Task statement | In the answer, give only the lines from the one containing "Locate the sign" to the end of the listing below, each reproduced word for word.

Supplied records |
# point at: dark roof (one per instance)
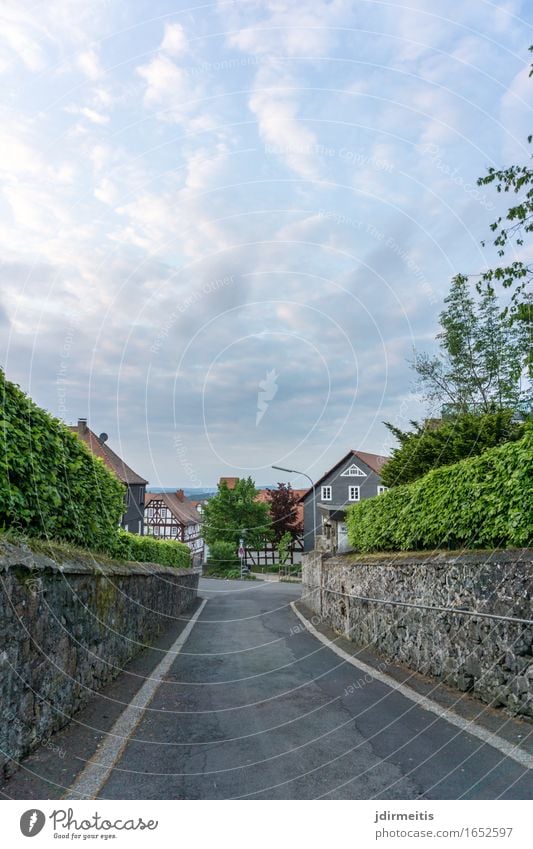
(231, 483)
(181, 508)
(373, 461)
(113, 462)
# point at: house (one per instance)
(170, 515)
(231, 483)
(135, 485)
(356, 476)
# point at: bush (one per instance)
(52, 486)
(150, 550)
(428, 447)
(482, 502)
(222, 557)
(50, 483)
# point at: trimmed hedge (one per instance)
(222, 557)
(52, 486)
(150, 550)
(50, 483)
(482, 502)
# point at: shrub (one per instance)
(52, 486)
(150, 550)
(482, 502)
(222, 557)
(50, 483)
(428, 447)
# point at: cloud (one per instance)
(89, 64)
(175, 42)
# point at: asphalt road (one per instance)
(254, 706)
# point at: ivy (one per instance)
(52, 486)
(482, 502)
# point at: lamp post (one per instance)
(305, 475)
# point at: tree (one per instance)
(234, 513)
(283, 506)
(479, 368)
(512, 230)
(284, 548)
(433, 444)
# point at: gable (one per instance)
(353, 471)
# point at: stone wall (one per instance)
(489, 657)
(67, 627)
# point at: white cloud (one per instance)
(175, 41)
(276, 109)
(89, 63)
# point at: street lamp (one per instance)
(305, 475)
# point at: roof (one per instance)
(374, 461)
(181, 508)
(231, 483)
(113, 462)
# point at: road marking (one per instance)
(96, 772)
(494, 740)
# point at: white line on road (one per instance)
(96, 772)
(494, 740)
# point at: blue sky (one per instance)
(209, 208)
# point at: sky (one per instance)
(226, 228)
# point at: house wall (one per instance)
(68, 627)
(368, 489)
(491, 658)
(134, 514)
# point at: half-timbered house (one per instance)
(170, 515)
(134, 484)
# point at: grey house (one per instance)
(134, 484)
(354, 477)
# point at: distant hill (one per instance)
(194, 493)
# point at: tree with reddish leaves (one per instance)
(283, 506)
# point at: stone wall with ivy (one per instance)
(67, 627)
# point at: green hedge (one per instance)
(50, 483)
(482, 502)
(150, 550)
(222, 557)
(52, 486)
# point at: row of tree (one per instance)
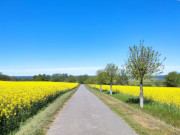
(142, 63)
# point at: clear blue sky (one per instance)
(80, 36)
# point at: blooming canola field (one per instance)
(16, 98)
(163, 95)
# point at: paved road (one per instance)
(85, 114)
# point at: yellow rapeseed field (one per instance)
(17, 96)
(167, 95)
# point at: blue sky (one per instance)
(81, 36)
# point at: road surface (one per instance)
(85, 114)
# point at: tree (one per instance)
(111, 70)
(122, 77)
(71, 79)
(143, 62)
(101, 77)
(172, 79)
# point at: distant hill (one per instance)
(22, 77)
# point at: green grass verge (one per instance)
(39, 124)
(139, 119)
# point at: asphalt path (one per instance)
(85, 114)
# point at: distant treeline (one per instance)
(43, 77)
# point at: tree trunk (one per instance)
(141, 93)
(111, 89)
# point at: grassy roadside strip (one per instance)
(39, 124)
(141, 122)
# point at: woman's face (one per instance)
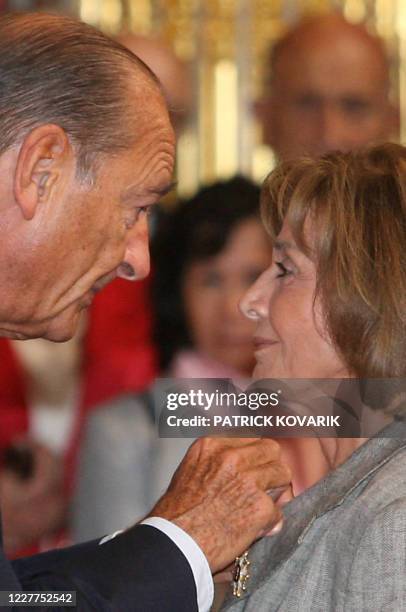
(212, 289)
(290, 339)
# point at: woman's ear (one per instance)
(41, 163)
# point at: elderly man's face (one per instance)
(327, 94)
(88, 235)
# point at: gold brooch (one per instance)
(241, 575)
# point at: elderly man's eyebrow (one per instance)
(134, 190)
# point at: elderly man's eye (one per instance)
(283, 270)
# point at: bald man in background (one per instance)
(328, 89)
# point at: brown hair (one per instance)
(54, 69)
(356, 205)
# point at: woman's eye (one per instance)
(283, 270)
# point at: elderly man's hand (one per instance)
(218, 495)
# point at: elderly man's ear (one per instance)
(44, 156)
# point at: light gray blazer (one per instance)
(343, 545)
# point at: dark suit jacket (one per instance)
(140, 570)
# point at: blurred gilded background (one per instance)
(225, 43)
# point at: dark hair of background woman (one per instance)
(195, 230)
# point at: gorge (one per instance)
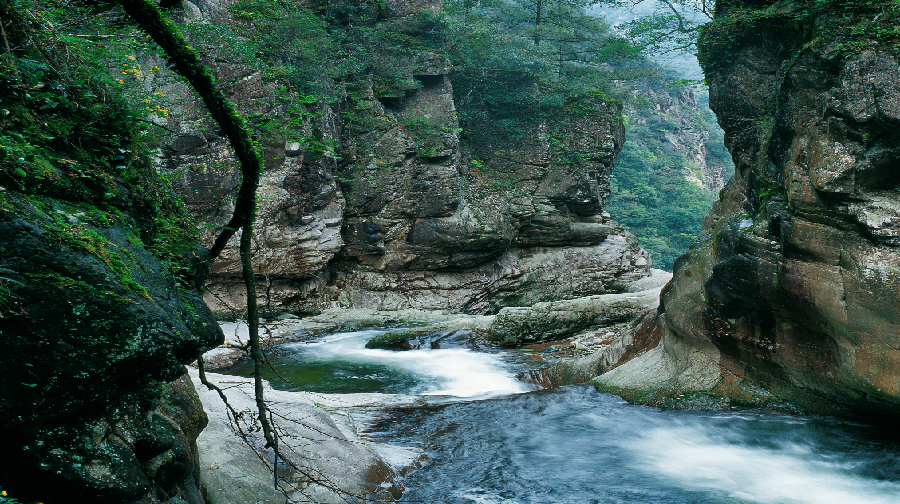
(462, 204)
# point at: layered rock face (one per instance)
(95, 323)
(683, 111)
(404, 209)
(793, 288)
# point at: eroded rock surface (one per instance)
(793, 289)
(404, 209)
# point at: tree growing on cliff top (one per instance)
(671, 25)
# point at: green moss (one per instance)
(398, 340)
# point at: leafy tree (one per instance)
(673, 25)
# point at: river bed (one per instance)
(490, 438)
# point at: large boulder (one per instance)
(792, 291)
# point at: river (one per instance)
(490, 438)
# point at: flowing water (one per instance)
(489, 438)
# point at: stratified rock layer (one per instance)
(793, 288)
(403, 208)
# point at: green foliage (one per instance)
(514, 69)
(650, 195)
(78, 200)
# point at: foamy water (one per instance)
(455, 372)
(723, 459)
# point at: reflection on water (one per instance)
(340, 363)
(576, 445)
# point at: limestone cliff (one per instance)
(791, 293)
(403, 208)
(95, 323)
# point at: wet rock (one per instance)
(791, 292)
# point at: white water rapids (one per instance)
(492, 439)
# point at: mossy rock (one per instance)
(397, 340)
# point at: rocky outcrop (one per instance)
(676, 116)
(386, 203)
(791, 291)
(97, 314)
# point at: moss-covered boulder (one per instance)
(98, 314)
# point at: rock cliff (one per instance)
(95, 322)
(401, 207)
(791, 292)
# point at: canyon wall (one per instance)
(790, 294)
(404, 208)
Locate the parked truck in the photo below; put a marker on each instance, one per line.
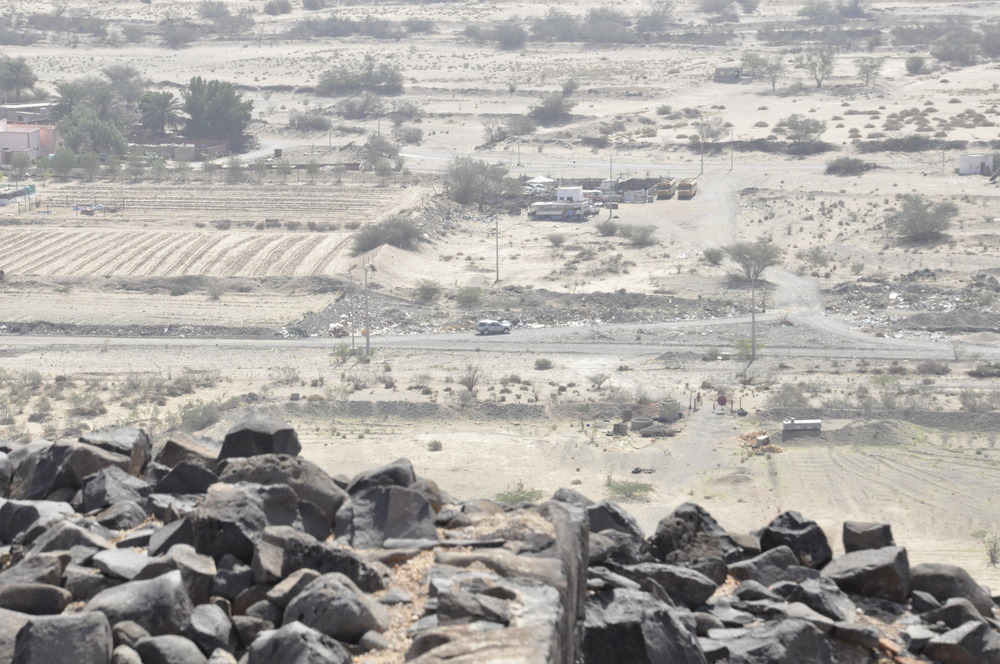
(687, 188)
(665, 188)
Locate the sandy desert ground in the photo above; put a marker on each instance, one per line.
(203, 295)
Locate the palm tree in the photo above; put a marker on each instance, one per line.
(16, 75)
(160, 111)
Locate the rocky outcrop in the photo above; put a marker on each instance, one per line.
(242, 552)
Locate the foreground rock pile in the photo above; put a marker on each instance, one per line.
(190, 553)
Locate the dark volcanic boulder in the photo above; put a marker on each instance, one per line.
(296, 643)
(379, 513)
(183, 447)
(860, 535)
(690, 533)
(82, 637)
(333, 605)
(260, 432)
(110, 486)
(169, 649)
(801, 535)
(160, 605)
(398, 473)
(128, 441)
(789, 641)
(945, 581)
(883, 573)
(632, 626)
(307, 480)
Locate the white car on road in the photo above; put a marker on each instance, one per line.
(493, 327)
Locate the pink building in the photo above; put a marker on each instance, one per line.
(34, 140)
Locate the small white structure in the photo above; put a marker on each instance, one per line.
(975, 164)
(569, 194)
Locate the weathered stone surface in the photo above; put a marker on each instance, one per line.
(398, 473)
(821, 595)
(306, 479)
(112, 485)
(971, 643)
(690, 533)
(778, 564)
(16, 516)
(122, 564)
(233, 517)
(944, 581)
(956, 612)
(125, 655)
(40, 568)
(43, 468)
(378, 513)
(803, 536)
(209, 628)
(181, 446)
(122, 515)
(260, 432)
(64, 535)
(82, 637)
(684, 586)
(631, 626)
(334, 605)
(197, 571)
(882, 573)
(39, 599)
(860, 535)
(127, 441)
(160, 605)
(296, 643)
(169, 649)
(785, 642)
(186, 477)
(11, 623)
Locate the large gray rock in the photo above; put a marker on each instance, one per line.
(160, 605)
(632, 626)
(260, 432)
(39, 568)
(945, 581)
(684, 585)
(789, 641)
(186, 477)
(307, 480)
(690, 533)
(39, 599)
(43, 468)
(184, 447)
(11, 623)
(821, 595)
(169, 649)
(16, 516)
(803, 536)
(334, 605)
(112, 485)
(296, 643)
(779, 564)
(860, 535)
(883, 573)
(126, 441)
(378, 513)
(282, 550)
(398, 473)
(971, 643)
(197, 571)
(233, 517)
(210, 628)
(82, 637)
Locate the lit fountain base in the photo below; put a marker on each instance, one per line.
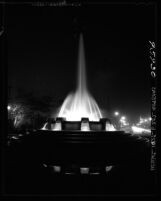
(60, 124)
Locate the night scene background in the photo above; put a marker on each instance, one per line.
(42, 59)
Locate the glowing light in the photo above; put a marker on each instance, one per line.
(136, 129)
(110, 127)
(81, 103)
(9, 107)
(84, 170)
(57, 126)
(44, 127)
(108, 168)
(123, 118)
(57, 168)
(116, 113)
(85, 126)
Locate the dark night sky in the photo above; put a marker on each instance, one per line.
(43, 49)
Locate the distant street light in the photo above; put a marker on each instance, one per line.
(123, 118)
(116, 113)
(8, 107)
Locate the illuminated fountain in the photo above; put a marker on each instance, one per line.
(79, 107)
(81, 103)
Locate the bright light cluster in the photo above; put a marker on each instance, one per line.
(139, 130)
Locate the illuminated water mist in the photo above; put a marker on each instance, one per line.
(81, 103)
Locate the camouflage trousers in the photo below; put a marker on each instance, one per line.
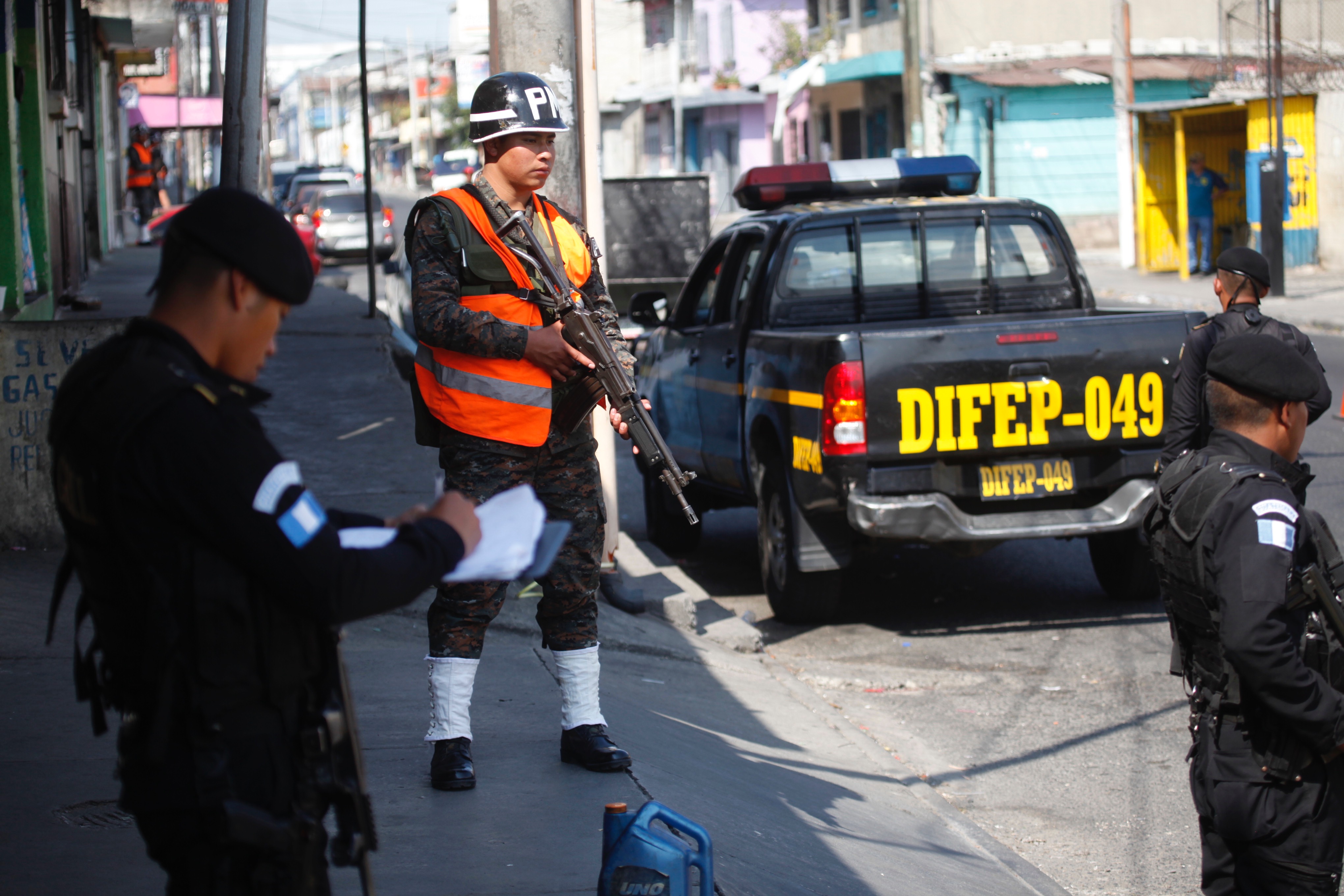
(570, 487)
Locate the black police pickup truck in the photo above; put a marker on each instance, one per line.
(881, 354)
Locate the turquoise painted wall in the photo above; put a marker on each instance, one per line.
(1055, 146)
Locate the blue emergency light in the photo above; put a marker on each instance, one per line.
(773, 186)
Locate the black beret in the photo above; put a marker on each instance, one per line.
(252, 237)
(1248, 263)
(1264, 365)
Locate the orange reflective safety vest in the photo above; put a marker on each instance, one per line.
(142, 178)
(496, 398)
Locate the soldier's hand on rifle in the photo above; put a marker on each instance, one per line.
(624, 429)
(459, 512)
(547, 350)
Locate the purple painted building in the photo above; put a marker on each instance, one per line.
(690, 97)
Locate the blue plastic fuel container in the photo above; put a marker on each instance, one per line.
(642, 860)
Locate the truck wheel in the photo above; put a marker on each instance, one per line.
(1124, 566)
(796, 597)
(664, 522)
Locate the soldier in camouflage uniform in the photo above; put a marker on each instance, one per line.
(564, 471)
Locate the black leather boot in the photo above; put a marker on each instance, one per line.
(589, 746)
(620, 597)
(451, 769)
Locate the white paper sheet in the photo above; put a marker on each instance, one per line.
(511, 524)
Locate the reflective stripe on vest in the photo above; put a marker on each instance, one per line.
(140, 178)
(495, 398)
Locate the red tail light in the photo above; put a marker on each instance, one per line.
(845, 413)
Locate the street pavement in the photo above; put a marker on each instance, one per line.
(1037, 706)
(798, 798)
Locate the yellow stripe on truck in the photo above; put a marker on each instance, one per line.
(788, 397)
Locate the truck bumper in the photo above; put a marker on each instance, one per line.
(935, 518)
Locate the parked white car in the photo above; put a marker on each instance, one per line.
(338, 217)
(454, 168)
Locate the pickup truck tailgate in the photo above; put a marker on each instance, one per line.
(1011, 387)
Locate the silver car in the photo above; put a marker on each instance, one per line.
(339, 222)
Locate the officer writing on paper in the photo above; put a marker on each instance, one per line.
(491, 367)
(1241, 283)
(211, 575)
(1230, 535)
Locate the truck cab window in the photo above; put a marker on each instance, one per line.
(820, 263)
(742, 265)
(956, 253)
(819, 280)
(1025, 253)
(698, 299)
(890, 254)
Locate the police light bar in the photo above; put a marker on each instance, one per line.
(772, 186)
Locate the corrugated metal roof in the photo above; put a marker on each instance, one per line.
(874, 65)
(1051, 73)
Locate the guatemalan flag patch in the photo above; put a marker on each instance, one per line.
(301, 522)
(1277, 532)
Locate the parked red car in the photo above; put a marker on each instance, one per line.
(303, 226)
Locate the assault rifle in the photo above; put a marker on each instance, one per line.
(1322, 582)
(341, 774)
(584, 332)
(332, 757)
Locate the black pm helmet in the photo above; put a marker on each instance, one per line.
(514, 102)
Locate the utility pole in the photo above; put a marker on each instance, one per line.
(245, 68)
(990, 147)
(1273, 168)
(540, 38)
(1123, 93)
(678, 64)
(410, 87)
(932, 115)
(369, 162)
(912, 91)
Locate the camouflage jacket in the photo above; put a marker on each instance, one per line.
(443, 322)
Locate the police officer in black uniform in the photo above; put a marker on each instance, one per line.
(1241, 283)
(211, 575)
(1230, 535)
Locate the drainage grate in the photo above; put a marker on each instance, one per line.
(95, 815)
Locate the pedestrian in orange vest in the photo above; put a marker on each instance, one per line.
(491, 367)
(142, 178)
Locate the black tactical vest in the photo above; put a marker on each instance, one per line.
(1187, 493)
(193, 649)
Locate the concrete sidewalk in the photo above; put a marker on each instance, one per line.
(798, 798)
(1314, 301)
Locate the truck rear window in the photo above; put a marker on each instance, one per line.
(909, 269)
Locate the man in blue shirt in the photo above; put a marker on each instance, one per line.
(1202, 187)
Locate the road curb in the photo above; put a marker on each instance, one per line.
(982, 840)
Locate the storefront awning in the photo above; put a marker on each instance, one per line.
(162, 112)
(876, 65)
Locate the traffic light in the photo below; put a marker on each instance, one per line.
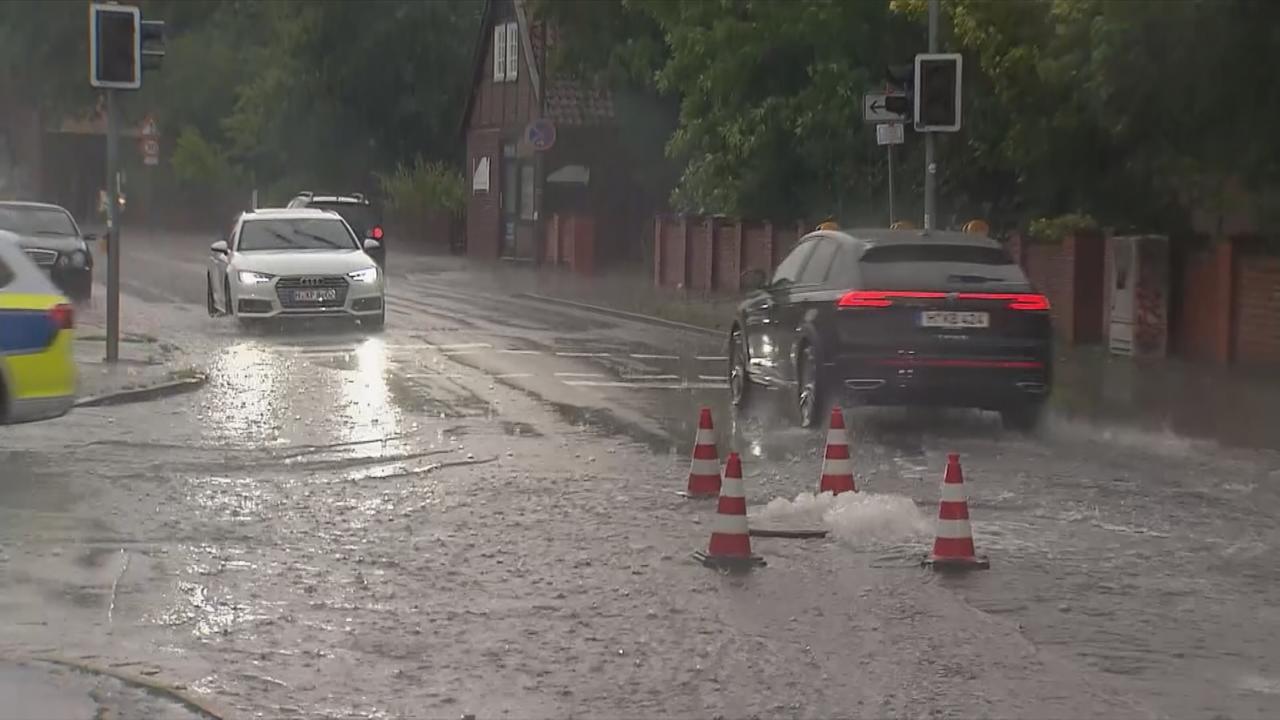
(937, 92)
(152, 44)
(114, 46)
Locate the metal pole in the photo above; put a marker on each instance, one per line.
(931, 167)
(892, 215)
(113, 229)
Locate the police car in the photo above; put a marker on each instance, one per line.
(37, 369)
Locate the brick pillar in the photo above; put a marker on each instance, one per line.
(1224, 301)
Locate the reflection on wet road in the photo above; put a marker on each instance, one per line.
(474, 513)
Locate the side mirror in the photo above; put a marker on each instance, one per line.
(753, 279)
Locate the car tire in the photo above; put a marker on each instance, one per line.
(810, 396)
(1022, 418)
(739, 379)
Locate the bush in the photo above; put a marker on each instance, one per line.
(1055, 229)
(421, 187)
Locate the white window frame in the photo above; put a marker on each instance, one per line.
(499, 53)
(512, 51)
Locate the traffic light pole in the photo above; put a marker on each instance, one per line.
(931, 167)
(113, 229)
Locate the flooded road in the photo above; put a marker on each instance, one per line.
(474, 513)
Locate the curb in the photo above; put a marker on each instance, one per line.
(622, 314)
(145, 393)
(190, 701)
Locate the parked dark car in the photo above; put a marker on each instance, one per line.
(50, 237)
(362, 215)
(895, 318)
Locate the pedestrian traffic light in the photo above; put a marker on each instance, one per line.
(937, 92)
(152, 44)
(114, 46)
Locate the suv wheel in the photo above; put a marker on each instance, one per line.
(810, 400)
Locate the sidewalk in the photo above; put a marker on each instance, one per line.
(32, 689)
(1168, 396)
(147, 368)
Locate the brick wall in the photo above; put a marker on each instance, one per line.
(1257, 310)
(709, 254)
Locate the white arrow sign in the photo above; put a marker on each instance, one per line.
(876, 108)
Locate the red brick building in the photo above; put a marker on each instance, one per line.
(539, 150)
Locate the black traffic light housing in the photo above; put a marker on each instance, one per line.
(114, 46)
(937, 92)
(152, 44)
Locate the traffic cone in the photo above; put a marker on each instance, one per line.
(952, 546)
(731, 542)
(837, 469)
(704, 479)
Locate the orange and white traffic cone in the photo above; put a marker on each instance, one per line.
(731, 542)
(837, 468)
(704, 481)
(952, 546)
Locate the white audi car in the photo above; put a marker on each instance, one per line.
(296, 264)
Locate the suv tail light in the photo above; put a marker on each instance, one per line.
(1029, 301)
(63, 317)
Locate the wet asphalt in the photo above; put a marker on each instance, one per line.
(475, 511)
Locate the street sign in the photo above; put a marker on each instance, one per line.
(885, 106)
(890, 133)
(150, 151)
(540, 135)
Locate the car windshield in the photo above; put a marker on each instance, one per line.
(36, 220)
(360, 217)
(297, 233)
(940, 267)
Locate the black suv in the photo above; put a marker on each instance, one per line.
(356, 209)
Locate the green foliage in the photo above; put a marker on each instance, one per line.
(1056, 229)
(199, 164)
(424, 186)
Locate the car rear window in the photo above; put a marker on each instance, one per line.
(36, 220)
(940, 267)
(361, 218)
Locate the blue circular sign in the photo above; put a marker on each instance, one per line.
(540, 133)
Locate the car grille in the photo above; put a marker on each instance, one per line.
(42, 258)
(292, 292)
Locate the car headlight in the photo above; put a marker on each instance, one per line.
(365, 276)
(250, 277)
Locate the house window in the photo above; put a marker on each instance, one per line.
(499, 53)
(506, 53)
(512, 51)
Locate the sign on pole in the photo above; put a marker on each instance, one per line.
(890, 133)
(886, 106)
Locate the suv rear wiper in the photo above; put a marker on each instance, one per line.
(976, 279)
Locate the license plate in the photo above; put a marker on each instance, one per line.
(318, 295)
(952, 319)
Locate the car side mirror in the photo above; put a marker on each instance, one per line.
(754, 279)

Solution to the problem |
Locate the sign on pole in the photo above; put a marker on each instance, one per line.
(890, 133)
(886, 106)
Locate the suv rear wiper in the photo above; put a marker on each instance, one per line.
(976, 279)
Locate the license plate in the photo above; put a marker on each instance, one per line.
(318, 295)
(952, 319)
Locate the car side mirror in the photo above; put a marker on each instance, one per line.
(754, 279)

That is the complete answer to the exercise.